Information provided:
◆ ◆ ◆ ◆ ◆ ◆ ◆
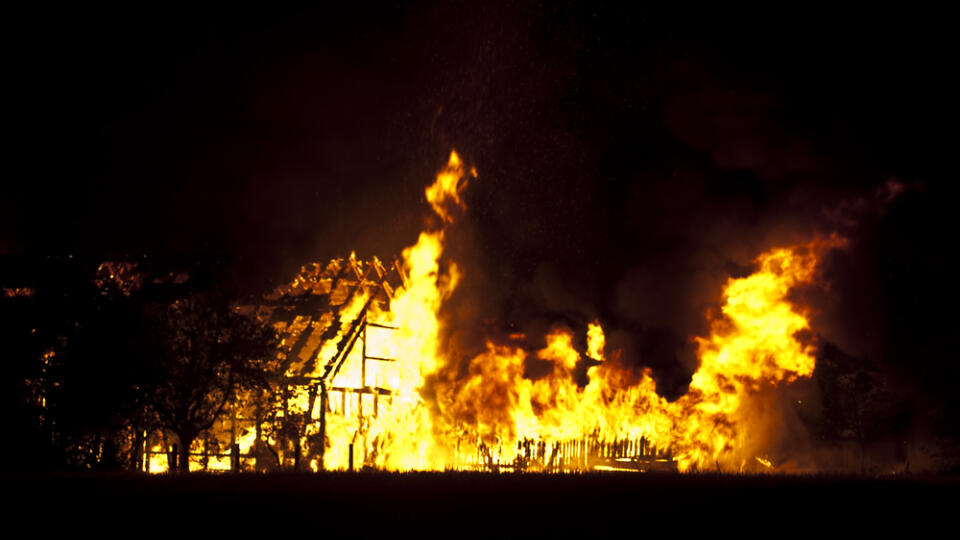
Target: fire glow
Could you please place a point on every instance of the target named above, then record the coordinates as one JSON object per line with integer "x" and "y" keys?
◆ ◆ ◆ ◆ ◆ ◆ ◆
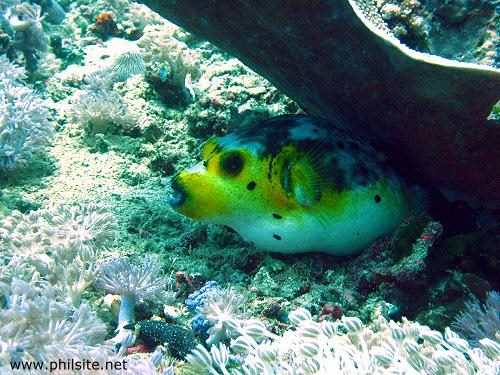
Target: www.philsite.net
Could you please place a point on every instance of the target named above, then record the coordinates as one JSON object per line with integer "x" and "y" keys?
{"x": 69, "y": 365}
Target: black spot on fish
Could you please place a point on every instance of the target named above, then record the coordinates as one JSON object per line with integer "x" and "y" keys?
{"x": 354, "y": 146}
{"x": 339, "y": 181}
◆ ◆ ◆ ◆ ◆ ◆ ◆
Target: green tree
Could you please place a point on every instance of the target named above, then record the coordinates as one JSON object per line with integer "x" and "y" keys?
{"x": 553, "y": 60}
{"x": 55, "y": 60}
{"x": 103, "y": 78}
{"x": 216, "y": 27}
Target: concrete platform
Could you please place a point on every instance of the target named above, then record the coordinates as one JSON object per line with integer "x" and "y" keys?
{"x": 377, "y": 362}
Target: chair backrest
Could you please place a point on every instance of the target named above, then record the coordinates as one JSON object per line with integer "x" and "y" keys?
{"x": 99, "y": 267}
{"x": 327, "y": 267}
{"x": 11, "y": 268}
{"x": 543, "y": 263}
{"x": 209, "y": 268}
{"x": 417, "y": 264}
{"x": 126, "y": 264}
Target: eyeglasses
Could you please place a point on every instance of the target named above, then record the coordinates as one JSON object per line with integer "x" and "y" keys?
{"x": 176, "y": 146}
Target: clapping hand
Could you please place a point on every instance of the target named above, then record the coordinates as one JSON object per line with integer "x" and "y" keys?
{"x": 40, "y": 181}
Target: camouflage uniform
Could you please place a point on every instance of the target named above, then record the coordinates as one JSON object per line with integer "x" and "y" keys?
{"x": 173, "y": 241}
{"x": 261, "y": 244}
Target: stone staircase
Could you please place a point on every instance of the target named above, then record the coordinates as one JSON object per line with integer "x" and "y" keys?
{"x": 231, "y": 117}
◆ ◆ ◆ ◆ ◆ ◆ ◆
Would you retype exactly the lines above, from the line with "Target: camouflage uniform" to the line with "Target: stone staircase", with both end lines kept and nothing more?

Target: camouflage uniform
Could you please place a point on every instance of the target named above, then record the coordinates as one JSON object per line with integer "x" and "y" keys?
{"x": 173, "y": 241}
{"x": 261, "y": 244}
Target: stone staircase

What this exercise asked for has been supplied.